Assume $G$ contains a minimal positive element $d$, and let $x\in G$. We can write $x=nd+r$, where $n$ is an integer and $r\in [0, d)$ (this is just division with remainder). Since $G$ is a subgroup, and $x, d\in G$, we get that $r=x-nd\in G$. Since $r<d$, which is supposed to be the minimal positive element, $r=0$, and so $x=nd$. Therefore, $G$ just consists of all integer multiples of $d$, and thus $G$ is discrete (just surround each point in a subset of $G$ with an open $d/2$ ball to get that every subset of $G$ is open).

Now assume $G$ contains no minimal positive element. First, let $y$ be the infimum of the set of positive elements of $G$. If $y>0$, then $y\notin G$, but we can find $y_1\in (y, 2y), y_2\in (y, y_1)$ such that $y_1, y_2\in G$. Then $y_1-y_2$ is positive, less than $y$, and still in $G$, contradicting $y$ being the infimum of the set of positive elements. Thus, $y=0$.

[Data records]
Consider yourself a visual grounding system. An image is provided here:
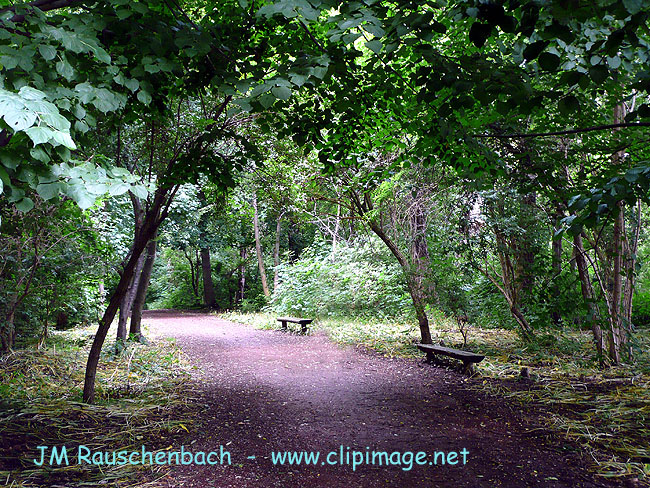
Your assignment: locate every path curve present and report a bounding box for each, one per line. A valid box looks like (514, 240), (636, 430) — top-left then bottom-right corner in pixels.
(145, 311), (612, 488)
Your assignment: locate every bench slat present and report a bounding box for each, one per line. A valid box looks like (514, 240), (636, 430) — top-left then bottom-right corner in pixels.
(277, 317), (314, 324)
(417, 344), (485, 363)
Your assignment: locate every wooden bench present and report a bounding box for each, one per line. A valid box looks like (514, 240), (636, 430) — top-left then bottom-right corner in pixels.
(417, 344), (485, 373)
(278, 317), (314, 334)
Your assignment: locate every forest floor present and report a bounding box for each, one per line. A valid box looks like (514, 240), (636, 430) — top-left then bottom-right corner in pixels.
(145, 311), (641, 488)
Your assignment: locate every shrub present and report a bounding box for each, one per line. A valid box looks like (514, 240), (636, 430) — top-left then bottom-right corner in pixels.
(270, 238), (413, 318)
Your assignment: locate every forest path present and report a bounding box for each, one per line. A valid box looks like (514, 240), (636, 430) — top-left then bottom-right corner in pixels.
(145, 311), (612, 488)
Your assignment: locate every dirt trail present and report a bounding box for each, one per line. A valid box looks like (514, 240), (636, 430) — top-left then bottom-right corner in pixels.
(145, 311), (612, 488)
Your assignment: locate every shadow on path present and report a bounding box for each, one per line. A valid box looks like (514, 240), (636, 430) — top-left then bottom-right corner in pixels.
(145, 311), (612, 488)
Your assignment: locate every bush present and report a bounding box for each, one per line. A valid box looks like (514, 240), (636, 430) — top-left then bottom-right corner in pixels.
(270, 239), (413, 318)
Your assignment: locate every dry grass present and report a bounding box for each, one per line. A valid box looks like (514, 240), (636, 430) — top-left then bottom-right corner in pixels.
(0, 327), (200, 488)
(226, 313), (650, 486)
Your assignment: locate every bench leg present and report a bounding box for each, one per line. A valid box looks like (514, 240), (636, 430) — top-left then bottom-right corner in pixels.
(463, 361), (474, 376)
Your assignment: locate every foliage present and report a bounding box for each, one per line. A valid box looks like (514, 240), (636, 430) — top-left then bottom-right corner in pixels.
(270, 238), (411, 317)
(0, 322), (195, 487)
(225, 313), (650, 479)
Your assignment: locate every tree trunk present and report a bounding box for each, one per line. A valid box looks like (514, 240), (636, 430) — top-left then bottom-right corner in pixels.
(273, 214), (282, 292)
(83, 187), (168, 403)
(183, 249), (200, 300)
(0, 311), (15, 352)
(253, 195), (271, 298)
(368, 221), (433, 344)
(115, 254), (144, 344)
(201, 248), (217, 308)
(235, 246), (248, 303)
(573, 234), (605, 358)
(129, 233), (156, 342)
(551, 212), (562, 325)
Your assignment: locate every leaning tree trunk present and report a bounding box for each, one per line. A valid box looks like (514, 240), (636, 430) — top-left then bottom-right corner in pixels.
(573, 234), (605, 364)
(273, 214), (282, 292)
(115, 250), (144, 348)
(235, 250), (248, 303)
(129, 233), (156, 342)
(83, 187), (170, 403)
(201, 248), (217, 308)
(368, 221), (433, 344)
(253, 195), (271, 298)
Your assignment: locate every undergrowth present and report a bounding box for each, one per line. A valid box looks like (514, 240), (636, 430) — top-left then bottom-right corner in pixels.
(0, 327), (193, 488)
(224, 312), (650, 486)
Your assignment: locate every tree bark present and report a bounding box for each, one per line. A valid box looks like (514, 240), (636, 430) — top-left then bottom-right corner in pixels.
(573, 234), (605, 358)
(115, 254), (144, 348)
(253, 195), (271, 298)
(201, 248), (217, 308)
(129, 233), (156, 342)
(368, 221), (433, 344)
(273, 214), (282, 292)
(235, 245), (248, 303)
(83, 187), (170, 403)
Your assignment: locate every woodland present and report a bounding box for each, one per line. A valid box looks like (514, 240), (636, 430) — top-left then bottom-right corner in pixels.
(0, 0), (650, 486)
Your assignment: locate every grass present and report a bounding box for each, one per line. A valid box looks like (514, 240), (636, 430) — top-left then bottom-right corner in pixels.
(224, 312), (650, 486)
(0, 327), (199, 488)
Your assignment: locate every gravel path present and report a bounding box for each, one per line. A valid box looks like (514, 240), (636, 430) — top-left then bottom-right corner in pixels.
(145, 311), (612, 488)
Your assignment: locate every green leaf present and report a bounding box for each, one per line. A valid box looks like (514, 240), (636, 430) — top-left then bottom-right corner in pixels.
(558, 95), (580, 115)
(66, 184), (96, 210)
(124, 79), (140, 93)
(38, 44), (56, 61)
(131, 185), (149, 200)
(138, 90), (151, 105)
(271, 86), (291, 100)
(56, 59), (74, 81)
(108, 183), (131, 197)
(523, 41), (548, 61)
(623, 0), (643, 15)
(115, 9), (133, 20)
(537, 53), (560, 71)
(36, 182), (61, 200)
(41, 112), (70, 132)
(366, 39), (384, 54)
(52, 130), (77, 151)
(15, 197), (34, 213)
(86, 182), (108, 195)
(607, 56), (621, 69)
(260, 93), (276, 108)
(0, 88), (25, 115)
(92, 46), (111, 64)
(469, 22), (492, 47)
(3, 109), (36, 132)
(589, 64), (609, 84)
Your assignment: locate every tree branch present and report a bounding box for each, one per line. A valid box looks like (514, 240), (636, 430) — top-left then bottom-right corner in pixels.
(472, 122), (650, 139)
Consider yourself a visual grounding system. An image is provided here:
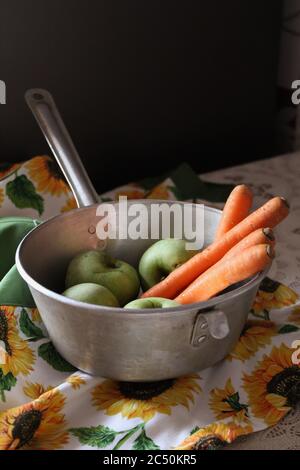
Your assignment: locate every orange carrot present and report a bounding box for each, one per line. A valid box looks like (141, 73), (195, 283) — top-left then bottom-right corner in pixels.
(215, 184), (253, 241)
(175, 244), (274, 304)
(142, 197), (289, 299)
(221, 227), (275, 262)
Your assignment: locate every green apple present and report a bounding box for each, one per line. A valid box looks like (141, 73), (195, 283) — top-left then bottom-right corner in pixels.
(139, 238), (198, 290)
(66, 250), (140, 306)
(63, 282), (119, 307)
(124, 297), (180, 309)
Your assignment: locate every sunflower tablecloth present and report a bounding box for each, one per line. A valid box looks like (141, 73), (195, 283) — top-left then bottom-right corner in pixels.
(0, 154), (300, 450)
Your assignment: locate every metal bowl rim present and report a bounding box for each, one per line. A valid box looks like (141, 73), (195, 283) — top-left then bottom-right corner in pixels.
(16, 199), (270, 316)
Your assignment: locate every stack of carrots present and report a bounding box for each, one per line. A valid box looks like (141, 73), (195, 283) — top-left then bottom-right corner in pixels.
(142, 185), (289, 304)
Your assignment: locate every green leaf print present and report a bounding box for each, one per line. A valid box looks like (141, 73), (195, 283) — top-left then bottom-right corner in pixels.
(6, 175), (44, 215)
(20, 308), (45, 341)
(0, 369), (17, 401)
(38, 341), (77, 372)
(132, 429), (159, 450)
(69, 425), (118, 449)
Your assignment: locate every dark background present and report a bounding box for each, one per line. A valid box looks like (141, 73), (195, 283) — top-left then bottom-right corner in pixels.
(0, 0), (281, 191)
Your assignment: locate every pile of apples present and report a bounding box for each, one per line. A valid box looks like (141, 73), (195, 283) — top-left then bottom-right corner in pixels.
(63, 238), (197, 309)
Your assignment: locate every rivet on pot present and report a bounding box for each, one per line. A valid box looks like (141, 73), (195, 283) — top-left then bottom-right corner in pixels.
(197, 335), (207, 344)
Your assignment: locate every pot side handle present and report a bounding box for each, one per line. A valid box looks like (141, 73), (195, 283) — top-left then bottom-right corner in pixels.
(191, 310), (230, 347)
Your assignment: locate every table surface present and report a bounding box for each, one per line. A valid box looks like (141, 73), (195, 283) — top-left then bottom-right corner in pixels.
(202, 153), (300, 450)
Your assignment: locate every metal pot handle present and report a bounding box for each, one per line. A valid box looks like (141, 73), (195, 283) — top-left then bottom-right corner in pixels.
(25, 88), (99, 207)
(191, 310), (230, 347)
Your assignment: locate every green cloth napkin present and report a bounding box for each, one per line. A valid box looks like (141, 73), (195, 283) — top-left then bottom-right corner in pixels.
(0, 163), (233, 308)
(0, 217), (39, 308)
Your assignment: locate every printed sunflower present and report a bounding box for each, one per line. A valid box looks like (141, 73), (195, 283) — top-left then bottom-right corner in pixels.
(0, 389), (68, 450)
(251, 277), (299, 319)
(92, 374), (201, 421)
(243, 344), (300, 426)
(288, 305), (300, 326)
(0, 306), (35, 377)
(25, 155), (70, 196)
(176, 422), (253, 450)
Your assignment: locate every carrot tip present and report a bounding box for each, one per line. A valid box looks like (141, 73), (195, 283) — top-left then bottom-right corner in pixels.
(267, 245), (275, 259)
(263, 227), (275, 241)
(280, 197), (290, 209)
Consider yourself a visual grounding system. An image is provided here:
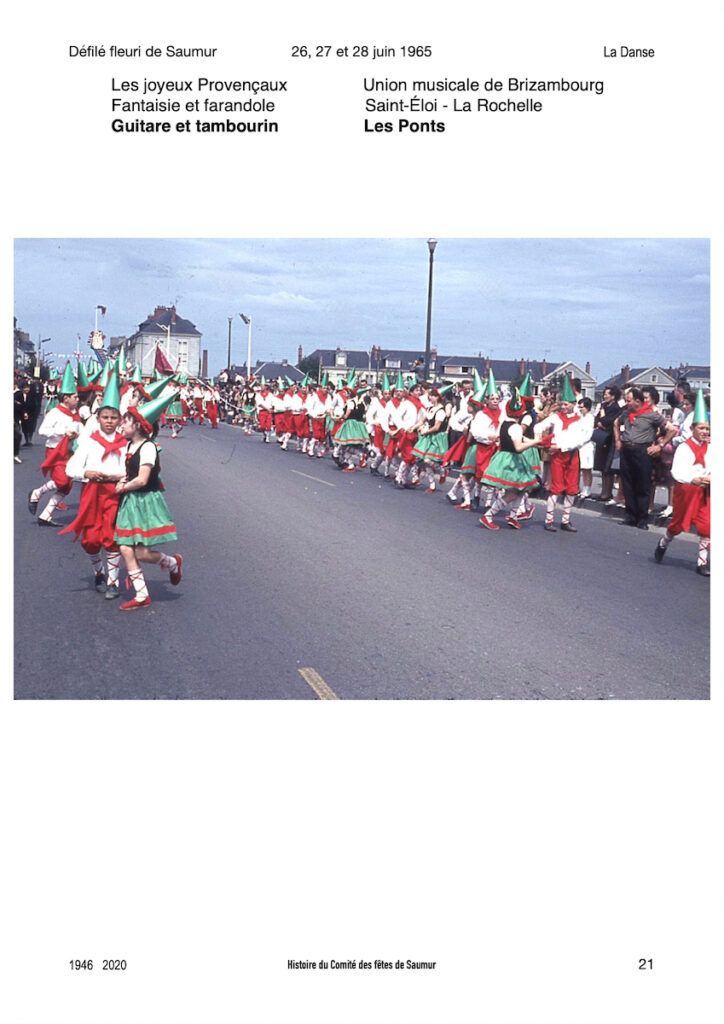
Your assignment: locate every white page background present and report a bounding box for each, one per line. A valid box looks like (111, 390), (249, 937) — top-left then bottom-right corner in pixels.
(0, 2), (724, 1024)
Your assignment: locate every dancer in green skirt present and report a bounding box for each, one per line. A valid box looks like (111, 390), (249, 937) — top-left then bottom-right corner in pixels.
(114, 392), (183, 611)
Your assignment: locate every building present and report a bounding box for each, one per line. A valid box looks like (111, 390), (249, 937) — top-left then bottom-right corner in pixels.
(667, 362), (712, 391)
(230, 359), (304, 382)
(12, 319), (35, 371)
(300, 345), (437, 385)
(596, 364), (676, 413)
(126, 306), (201, 376)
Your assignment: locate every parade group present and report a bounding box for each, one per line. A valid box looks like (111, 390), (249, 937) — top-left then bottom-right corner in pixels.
(15, 356), (711, 611)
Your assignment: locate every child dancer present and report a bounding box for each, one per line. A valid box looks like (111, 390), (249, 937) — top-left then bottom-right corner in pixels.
(115, 393), (183, 611)
(60, 370), (126, 600)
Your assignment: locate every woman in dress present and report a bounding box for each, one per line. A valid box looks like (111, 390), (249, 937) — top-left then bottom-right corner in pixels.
(114, 394), (183, 611)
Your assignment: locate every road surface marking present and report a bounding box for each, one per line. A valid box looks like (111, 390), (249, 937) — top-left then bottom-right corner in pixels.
(297, 667), (339, 700)
(292, 469), (337, 487)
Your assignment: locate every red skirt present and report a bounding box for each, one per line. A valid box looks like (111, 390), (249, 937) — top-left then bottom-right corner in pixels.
(442, 434), (473, 466)
(40, 437), (73, 495)
(60, 480), (121, 551)
(668, 483), (712, 537)
(475, 444), (498, 480)
(294, 413), (309, 437)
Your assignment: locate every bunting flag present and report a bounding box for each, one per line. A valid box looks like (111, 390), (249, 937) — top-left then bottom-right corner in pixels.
(154, 341), (173, 374)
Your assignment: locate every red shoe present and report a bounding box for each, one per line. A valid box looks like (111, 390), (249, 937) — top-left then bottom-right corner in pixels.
(119, 597), (151, 611)
(169, 554), (183, 587)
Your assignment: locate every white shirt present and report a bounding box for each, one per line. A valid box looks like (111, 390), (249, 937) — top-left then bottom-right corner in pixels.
(671, 442), (712, 483)
(66, 429), (126, 480)
(450, 392), (472, 432)
(38, 406), (81, 447)
(534, 413), (593, 452)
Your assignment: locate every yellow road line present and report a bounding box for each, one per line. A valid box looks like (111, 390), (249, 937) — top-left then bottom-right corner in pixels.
(297, 669), (339, 700)
(292, 469), (336, 487)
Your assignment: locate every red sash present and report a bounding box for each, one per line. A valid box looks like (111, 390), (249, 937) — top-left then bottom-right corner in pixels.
(90, 430), (128, 462)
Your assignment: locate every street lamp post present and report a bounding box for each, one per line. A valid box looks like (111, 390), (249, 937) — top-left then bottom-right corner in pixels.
(239, 313), (251, 380)
(424, 239), (437, 380)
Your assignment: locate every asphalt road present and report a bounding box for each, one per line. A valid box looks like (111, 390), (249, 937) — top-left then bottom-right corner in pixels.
(14, 425), (710, 699)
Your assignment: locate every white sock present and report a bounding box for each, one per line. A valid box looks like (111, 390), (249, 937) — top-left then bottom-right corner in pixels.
(105, 551), (121, 587)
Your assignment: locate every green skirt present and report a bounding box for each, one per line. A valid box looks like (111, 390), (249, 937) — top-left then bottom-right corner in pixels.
(335, 420), (370, 444)
(482, 449), (541, 490)
(460, 443), (477, 476)
(413, 430), (450, 462)
(114, 490), (178, 548)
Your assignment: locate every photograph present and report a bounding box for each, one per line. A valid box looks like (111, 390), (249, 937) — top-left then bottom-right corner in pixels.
(14, 238), (711, 700)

§ **Brief**: Reproduce word for word the part of the excerpted proof between "Assume $G$ contains a" and "of $G$ is open).", inclusive.

§ **Exercise result**:
Assume $G$ contains a minimal positive element $d$, and let $x\in G$. We can write $x=nd+r$, where $n$ is an integer and $r\in [0, d)$ (this is just division with remainder). Since $G$ is a subgroup, and $x, d\in G$, we get that $r=x-nd\in G$. Since $r<d$, which is supposed to be the minimal positive element, $r=0$, and so $x=nd$. Therefore, $G$ just consists of all integer multiples of $d$, and thus $G$ is discrete (just surround each point in a subset of $G$ with an open $d/2$ ball to get that every subset of $G$ is open).